(DESCRIPTION OF THE TASK) Copy out, word for word, the lines from the one containing "Point out the sofa" to the one containing "[(69, 323)]", including both of those lines.

(DATA IN THIS EXERCISE)

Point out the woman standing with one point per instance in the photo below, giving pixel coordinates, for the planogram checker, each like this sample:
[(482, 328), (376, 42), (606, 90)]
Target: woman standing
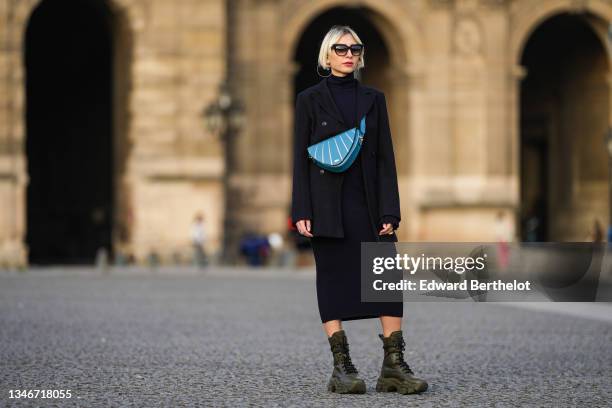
[(338, 211)]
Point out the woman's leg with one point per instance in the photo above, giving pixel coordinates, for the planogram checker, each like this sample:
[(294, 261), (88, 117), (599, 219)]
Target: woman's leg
[(390, 324), (332, 326)]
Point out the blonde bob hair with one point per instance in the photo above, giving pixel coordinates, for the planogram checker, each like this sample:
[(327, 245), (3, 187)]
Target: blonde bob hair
[(332, 37)]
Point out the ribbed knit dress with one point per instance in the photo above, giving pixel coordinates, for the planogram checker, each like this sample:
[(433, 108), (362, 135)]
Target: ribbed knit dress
[(338, 269)]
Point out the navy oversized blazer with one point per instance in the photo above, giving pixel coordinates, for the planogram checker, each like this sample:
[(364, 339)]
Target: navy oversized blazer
[(317, 192)]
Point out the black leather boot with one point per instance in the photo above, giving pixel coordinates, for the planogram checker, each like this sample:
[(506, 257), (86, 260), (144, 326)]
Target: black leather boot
[(396, 375), (344, 379)]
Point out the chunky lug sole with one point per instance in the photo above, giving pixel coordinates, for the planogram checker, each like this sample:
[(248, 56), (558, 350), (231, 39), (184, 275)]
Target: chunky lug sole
[(356, 387), (402, 387)]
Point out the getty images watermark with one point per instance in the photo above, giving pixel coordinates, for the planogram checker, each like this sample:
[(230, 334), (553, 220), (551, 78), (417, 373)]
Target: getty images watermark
[(486, 271)]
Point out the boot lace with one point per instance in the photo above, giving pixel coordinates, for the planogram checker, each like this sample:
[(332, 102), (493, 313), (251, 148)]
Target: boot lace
[(348, 364), (345, 359), (402, 363)]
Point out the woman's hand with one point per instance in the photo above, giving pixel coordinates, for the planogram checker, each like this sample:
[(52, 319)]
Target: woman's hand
[(303, 227), (387, 229)]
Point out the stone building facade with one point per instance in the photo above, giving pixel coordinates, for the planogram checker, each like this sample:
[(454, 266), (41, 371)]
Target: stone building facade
[(496, 106)]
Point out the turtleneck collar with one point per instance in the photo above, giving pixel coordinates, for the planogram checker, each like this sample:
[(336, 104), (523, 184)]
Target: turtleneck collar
[(346, 81)]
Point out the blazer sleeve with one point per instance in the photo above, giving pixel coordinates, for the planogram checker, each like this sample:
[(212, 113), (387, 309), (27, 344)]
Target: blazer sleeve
[(388, 193), (300, 199)]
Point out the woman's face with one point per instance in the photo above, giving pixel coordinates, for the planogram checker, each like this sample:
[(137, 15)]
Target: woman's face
[(339, 65)]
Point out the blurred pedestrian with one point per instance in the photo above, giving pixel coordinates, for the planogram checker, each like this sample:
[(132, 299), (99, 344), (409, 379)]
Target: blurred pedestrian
[(198, 240)]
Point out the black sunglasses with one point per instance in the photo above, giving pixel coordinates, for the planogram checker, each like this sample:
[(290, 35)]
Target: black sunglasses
[(342, 49)]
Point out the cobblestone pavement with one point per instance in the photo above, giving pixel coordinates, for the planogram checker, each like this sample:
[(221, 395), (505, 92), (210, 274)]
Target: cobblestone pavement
[(232, 337)]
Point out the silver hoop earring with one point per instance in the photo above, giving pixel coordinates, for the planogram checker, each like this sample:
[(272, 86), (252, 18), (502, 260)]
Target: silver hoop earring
[(323, 76)]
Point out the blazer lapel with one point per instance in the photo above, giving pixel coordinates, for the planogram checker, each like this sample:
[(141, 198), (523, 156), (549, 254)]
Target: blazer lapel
[(326, 100)]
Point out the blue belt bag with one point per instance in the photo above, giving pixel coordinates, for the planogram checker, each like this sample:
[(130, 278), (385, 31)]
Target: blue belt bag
[(338, 152)]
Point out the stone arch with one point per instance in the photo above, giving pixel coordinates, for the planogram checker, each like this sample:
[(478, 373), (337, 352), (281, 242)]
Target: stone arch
[(541, 134), (120, 30), (531, 15)]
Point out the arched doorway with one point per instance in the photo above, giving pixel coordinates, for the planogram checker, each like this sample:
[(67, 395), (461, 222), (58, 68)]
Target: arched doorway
[(69, 131), (564, 110)]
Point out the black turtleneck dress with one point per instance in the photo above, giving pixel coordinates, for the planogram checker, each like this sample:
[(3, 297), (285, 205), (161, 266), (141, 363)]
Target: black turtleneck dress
[(338, 268)]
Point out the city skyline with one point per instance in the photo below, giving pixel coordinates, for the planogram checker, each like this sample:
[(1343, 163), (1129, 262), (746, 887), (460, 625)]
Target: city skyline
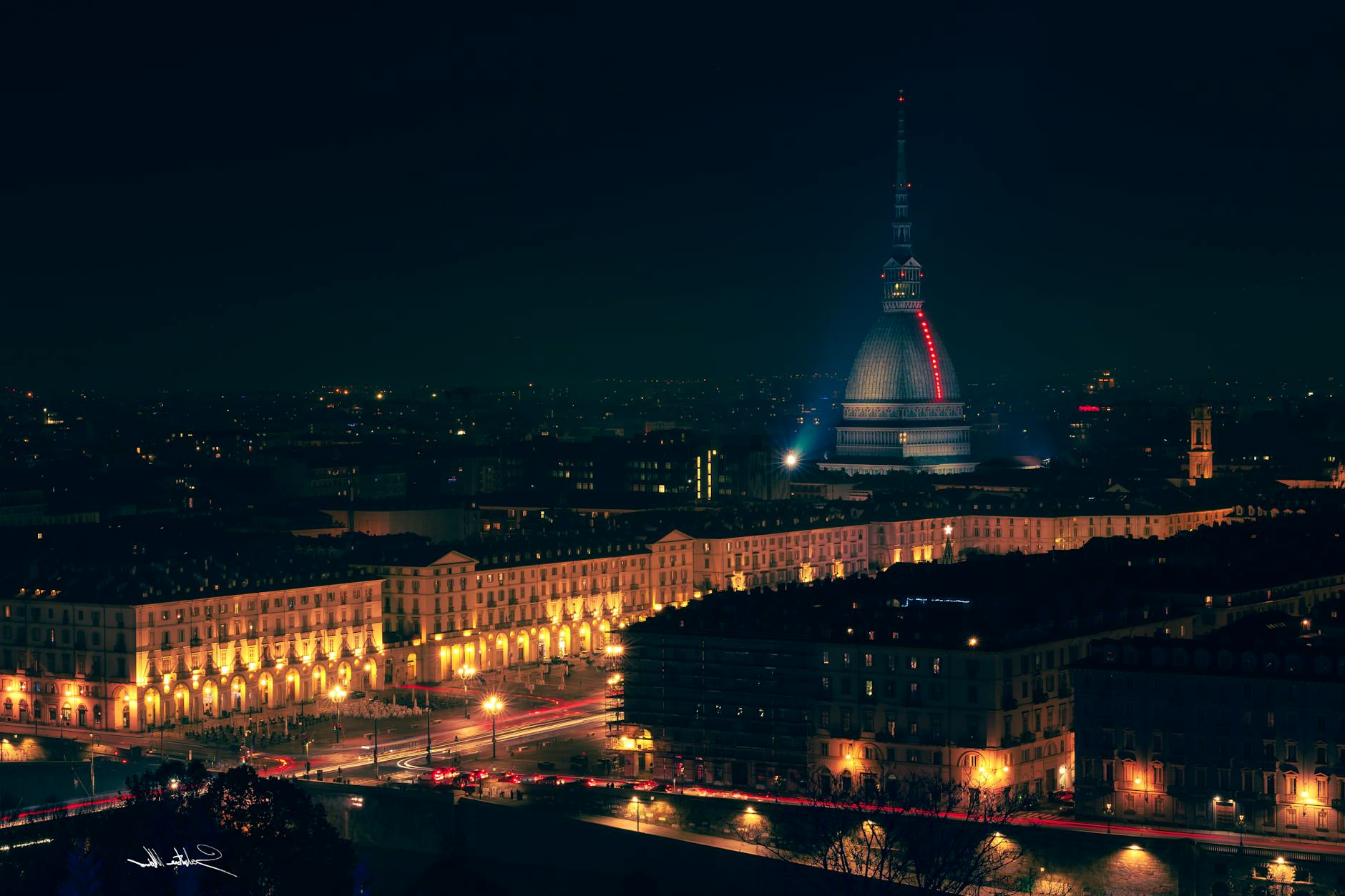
[(706, 213)]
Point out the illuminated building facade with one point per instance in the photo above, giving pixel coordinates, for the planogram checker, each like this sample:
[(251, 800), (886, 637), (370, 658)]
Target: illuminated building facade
[(524, 601), (903, 407), (185, 657), (843, 689), (1241, 729)]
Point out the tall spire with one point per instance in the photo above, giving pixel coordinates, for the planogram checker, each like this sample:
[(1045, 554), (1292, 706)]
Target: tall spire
[(901, 273), (901, 212)]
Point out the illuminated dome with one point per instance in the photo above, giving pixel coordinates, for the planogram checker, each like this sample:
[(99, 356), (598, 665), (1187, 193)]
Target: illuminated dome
[(903, 405), (896, 363)]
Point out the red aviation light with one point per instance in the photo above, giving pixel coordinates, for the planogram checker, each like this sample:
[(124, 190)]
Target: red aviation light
[(934, 357)]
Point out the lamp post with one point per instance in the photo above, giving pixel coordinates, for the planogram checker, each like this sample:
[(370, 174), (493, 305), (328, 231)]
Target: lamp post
[(338, 696), (493, 705), (428, 744), (466, 673)]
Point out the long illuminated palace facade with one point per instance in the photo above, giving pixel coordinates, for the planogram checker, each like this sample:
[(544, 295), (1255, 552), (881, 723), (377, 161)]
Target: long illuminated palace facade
[(177, 653), (449, 611), (185, 657)]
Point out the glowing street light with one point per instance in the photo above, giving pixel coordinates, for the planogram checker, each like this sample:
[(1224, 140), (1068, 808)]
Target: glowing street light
[(338, 696), (493, 705)]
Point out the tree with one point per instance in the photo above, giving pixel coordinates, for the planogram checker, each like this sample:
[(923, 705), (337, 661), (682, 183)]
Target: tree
[(921, 832), (82, 872), (270, 837)]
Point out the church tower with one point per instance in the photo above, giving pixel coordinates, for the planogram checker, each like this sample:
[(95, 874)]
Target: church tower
[(903, 408), (1200, 458)]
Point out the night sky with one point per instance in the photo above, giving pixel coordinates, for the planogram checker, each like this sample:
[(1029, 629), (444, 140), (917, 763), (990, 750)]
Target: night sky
[(308, 200)]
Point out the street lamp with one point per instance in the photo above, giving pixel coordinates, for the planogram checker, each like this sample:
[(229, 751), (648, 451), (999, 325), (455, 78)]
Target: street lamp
[(493, 705), (338, 696), (466, 673), (639, 805)]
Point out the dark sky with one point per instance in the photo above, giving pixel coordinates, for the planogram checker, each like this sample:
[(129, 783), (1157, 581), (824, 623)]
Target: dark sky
[(229, 201)]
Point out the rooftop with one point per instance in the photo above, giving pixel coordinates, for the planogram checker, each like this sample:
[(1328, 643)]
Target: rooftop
[(136, 564)]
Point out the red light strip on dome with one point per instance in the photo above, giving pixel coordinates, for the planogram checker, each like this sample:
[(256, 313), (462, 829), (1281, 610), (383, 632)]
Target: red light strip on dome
[(934, 357)]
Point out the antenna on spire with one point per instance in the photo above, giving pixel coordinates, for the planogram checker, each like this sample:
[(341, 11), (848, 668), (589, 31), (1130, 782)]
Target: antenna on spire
[(901, 201), (901, 142)]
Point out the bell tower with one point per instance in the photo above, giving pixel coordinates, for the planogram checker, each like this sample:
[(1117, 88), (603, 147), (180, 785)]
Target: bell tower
[(1200, 458)]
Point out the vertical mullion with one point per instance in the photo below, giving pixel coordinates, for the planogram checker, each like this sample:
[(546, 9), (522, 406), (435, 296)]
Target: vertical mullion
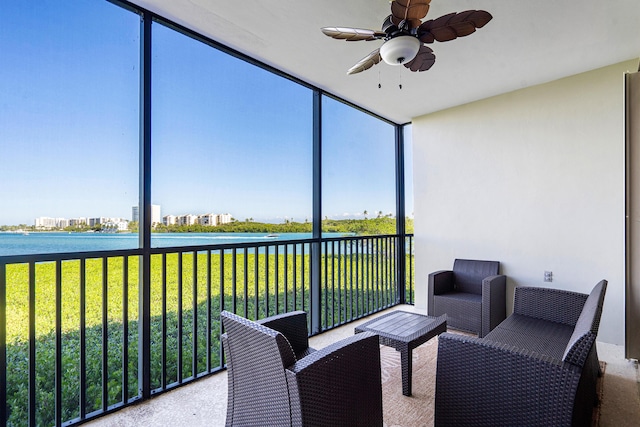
[(125, 329), (351, 274), (358, 278), (32, 343), (3, 340), (163, 368), (266, 280), (222, 306), (325, 284), (83, 339), (277, 276), (179, 361), (144, 204), (194, 306), (234, 296), (209, 313), (333, 279), (339, 282), (58, 369), (105, 334), (400, 213)]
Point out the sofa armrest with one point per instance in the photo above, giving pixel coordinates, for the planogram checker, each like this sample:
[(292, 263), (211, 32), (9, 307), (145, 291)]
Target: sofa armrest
[(555, 305), (293, 326), (480, 382), (339, 384), (494, 302), (440, 282)]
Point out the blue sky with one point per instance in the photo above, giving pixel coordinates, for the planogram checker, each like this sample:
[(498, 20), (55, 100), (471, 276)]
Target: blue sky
[(227, 136)]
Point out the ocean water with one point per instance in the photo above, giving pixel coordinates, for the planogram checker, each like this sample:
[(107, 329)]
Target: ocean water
[(42, 243)]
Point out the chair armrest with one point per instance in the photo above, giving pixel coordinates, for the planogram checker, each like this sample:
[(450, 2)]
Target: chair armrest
[(293, 326), (480, 382), (555, 305), (440, 282), (339, 384), (494, 302)]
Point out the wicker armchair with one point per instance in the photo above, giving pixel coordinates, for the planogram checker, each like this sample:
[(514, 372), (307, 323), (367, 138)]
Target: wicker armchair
[(275, 378), (472, 295), (537, 368)]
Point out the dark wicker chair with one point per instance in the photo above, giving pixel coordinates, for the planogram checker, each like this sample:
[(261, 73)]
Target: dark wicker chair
[(276, 379), (472, 295), (537, 368)]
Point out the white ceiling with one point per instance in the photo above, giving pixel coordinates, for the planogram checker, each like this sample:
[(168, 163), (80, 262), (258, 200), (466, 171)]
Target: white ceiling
[(527, 43)]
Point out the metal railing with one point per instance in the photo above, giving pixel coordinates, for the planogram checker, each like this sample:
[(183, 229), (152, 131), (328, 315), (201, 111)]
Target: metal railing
[(69, 323)]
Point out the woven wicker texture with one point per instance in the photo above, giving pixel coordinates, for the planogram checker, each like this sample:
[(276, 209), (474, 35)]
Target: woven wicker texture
[(472, 295), (519, 374), (268, 386)]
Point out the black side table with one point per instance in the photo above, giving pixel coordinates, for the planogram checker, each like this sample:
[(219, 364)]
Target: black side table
[(405, 331)]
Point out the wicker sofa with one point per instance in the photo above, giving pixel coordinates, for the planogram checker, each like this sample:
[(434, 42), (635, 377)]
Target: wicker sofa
[(276, 379), (538, 367)]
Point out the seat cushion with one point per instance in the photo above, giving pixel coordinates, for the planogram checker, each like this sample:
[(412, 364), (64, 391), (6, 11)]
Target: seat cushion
[(541, 336), (463, 310)]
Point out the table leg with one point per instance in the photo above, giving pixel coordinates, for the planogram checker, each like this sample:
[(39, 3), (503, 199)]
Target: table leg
[(406, 362)]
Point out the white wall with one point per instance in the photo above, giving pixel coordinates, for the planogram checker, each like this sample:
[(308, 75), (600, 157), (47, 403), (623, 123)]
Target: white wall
[(533, 179)]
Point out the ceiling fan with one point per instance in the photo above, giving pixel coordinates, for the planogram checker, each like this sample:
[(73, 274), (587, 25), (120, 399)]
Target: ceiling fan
[(405, 34)]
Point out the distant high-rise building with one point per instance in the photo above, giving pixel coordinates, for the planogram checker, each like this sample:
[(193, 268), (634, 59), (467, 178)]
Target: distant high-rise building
[(208, 220), (156, 217), (224, 218), (170, 220)]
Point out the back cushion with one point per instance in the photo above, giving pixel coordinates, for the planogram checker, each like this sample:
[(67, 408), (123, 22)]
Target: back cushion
[(470, 273), (587, 326)]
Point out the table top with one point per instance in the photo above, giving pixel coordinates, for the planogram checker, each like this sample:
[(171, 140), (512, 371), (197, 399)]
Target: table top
[(403, 326)]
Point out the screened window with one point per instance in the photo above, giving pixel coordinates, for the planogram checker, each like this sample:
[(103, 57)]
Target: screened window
[(69, 79), (231, 142), (358, 168)]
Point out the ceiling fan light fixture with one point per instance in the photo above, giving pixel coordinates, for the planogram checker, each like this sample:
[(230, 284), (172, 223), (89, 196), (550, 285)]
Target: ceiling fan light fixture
[(400, 50)]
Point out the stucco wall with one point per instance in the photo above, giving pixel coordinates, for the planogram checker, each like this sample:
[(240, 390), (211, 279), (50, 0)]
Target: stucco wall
[(533, 179)]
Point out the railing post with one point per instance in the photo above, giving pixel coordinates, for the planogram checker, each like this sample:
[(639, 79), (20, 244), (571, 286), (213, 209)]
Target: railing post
[(144, 224), (3, 343), (316, 250), (400, 216)]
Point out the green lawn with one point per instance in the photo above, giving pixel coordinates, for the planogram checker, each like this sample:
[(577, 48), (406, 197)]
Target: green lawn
[(280, 283)]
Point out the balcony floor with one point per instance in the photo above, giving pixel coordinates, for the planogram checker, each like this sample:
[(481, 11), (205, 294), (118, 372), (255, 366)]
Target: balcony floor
[(203, 403)]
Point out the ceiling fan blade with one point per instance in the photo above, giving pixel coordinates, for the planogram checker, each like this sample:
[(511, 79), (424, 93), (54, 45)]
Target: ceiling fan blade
[(367, 62), (352, 34), (410, 11), (453, 25), (423, 60)]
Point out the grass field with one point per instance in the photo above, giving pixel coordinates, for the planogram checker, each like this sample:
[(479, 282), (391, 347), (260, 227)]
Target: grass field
[(98, 306)]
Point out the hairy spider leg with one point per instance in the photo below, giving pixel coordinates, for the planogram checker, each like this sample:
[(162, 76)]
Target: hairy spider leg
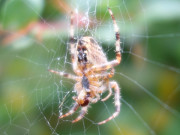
[(108, 96), (63, 74), (117, 97), (73, 109), (72, 42), (83, 112), (113, 63)]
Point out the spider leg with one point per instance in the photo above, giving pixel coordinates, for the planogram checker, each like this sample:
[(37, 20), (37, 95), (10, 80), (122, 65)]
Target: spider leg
[(115, 62), (72, 43), (63, 74), (115, 86), (83, 112), (73, 109), (106, 75), (110, 93)]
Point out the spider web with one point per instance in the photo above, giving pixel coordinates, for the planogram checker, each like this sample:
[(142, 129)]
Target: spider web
[(31, 98)]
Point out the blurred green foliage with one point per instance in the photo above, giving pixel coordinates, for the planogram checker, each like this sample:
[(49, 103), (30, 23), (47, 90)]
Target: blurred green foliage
[(148, 75)]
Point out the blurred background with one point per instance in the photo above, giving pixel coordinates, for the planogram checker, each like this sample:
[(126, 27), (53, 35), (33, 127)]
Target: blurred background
[(34, 38)]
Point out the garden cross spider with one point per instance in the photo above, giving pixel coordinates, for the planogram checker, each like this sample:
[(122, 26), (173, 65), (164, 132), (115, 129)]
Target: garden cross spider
[(91, 67)]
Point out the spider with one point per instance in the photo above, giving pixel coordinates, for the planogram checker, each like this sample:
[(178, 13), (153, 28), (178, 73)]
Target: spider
[(93, 72)]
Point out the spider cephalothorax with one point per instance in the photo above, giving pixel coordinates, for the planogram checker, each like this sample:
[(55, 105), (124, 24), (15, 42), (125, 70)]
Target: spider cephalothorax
[(93, 72)]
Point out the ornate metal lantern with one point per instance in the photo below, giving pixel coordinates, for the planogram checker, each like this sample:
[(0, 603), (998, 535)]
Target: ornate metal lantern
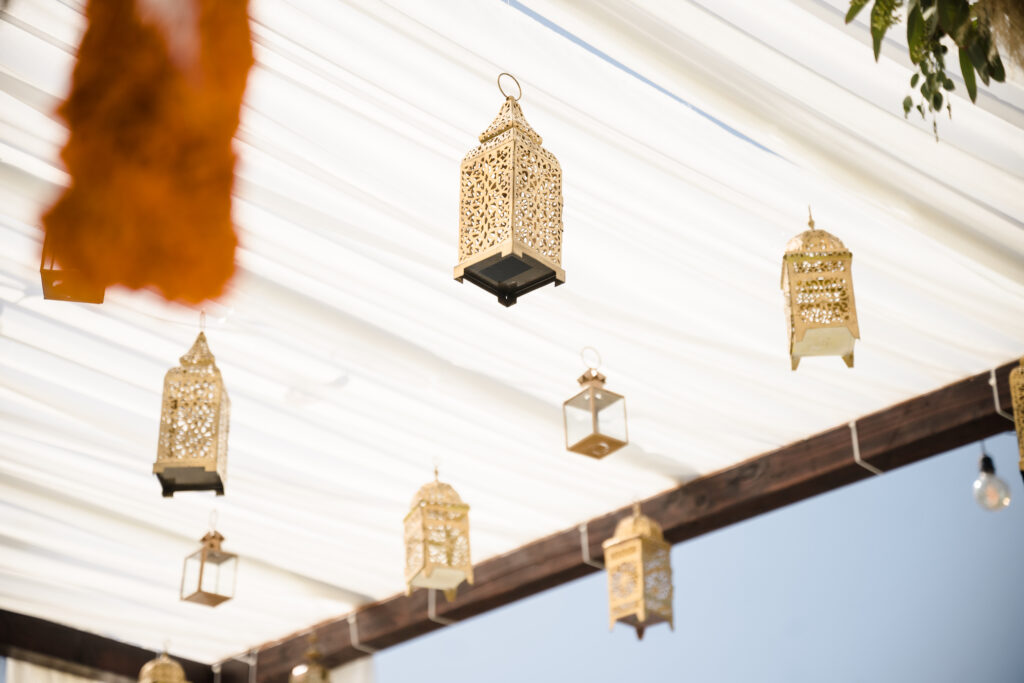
[(1017, 394), (162, 670), (311, 671), (818, 289), (192, 453), (209, 572), (639, 573), (437, 540), (595, 418), (510, 209)]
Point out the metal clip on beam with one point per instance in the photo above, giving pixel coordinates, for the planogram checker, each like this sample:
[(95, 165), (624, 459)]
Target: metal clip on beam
[(856, 451), (995, 395), (353, 636), (432, 609), (585, 546)]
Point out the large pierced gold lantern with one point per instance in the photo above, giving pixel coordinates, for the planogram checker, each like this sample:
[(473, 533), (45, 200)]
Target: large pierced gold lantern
[(192, 452), (639, 573), (510, 209), (209, 572), (818, 290), (311, 671), (595, 418), (437, 540), (162, 670), (1017, 394)]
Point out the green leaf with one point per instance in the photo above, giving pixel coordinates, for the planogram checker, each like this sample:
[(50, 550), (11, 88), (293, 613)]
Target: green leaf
[(968, 70), (915, 35), (855, 7)]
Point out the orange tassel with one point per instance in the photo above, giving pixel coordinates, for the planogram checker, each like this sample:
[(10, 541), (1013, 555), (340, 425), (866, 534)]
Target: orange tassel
[(150, 152)]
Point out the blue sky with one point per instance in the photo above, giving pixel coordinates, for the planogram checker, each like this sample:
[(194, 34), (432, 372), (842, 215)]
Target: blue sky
[(898, 578)]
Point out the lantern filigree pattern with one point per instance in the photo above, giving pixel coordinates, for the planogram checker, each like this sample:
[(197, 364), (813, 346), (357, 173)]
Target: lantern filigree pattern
[(210, 572), (1017, 395), (639, 573), (192, 452), (510, 218), (595, 418), (162, 670), (437, 541), (818, 289)]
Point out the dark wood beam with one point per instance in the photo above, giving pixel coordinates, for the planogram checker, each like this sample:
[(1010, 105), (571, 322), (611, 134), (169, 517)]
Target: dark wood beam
[(75, 651), (920, 428)]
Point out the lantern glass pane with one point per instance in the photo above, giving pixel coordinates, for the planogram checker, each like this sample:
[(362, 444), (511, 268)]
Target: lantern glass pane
[(579, 418), (218, 573), (610, 409)]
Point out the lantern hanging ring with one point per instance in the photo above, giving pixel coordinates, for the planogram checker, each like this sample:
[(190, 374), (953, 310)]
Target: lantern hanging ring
[(594, 354), (516, 85)]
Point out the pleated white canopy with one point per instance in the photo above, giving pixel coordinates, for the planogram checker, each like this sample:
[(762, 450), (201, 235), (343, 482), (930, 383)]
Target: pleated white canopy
[(692, 135)]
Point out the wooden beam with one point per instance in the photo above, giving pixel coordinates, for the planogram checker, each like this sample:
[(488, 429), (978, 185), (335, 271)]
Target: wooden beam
[(928, 425), (78, 652)]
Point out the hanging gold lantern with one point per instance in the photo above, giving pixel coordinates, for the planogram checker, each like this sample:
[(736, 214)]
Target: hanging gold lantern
[(311, 671), (595, 418), (437, 540), (818, 290), (1017, 394), (162, 670), (209, 572), (639, 573), (192, 452), (510, 209)]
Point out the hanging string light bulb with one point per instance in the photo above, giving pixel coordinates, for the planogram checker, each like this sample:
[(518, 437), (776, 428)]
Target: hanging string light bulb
[(1017, 394), (437, 540), (595, 418), (510, 209), (990, 492), (818, 288), (192, 451), (637, 560)]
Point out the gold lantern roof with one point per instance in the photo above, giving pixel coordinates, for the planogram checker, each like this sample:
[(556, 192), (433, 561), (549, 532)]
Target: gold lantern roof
[(436, 538), (510, 216), (817, 285), (192, 451), (637, 561), (162, 670)]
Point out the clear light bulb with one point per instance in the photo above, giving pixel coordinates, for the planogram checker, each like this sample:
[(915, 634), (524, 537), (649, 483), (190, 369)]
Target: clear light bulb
[(990, 492)]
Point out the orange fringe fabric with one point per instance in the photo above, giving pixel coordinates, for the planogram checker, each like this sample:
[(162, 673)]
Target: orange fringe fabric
[(150, 152)]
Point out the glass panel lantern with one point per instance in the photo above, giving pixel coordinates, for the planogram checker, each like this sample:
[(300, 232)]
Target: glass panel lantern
[(1017, 394), (639, 573), (162, 670), (192, 452), (510, 210), (437, 540), (209, 572), (818, 290), (595, 418)]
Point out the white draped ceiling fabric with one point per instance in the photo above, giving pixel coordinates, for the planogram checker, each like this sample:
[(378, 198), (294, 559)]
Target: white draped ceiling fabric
[(692, 135)]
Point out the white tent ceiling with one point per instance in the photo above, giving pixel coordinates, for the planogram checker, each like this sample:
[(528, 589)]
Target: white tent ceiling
[(691, 135)]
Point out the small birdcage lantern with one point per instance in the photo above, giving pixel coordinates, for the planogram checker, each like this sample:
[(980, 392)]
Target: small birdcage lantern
[(1017, 394), (595, 418), (209, 572), (510, 209), (818, 289), (62, 284), (437, 540), (311, 671), (162, 670), (639, 573), (192, 452)]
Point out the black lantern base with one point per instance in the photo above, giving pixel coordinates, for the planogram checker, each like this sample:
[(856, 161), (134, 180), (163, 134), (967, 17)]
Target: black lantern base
[(510, 276), (189, 478)]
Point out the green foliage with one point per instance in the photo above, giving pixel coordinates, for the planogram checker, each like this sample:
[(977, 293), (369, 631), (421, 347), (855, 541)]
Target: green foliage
[(928, 24)]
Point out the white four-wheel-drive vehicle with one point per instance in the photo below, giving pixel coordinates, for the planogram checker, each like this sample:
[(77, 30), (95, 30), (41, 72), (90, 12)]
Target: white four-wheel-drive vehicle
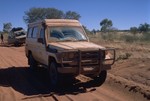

(THE COMPLETED TASK)
Point out the sofa armrest with one point per instance in the photo above, giving pixel coordinates, for the planogram checker, each like this sample:
[(292, 263), (211, 32), (9, 307), (145, 291)]
Target: sofa armrest
[(555, 305), (293, 326), (480, 382), (339, 384), (494, 302), (440, 282)]
Point out the blue sky with one point per instance in the photo above, giving pixel coordinates, for the planogram checker, each like this sample:
[(498, 20), (55, 100), (471, 276)]
Target: blue sky
[(227, 136)]
Point out the ocean water with one point per instance in the photo above, giving pixel coordinates, for the planogram checker, each like this sample:
[(107, 329)]
Target: ocean water
[(42, 243)]
Point out the chair armrest with one point per instance in the photo above, giving pixel coordinates, for the planogram checker, each like this sample:
[(450, 2)]
Target: chair armrest
[(293, 326), (480, 382), (555, 305), (440, 282), (339, 384), (494, 302)]
Point out the wicker armchair with one point per instance in the photo above, giving pixel coordinates, for the planogram checker, each like this sample:
[(514, 372), (307, 323), (367, 138)]
Target: wicker armchair
[(275, 378), (472, 295), (537, 368)]
Point out the dark wicker chair with one point per instance in the photo above, giving pixel coordinates, for the planogram checker, each like this sample:
[(261, 73)]
Target: dark wicker chair
[(276, 379), (472, 295), (537, 368)]
Point out the white ceiling with one point per instance in the photo above, giving pixel coordinates, for the planogram checker, each like this sample:
[(168, 163), (80, 262), (258, 200), (466, 171)]
Target: white ceiling
[(527, 43)]
Point out the metal railing with one point per instance in the photo above, giving pixel coordinates, for the planogram checker, each like this sample:
[(183, 229), (152, 131), (328, 315), (201, 111)]
Target: metal railing
[(69, 323)]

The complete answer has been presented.